#### [DATA FOR THE TASK]
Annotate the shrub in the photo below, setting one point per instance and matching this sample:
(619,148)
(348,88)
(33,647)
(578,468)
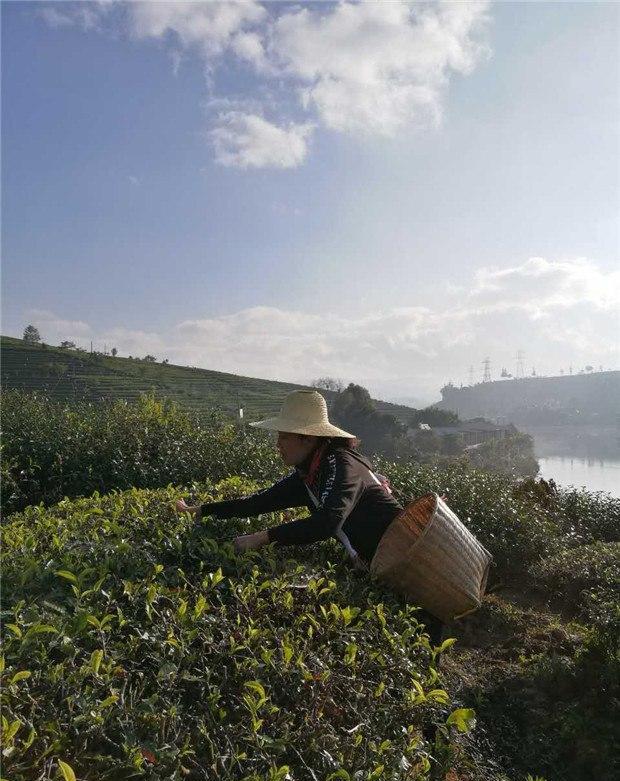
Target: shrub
(52,450)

#### [WHAT THE EXERCISE ASKS]
From the material above, copy everything exactly but the pictures.

#### [RESPONSE TO THIS TASK]
Annotate the shrub in the photo below, setting one point per instance and matching this sample:
(619,148)
(348,88)
(33,647)
(578,468)
Target: shrub
(52,450)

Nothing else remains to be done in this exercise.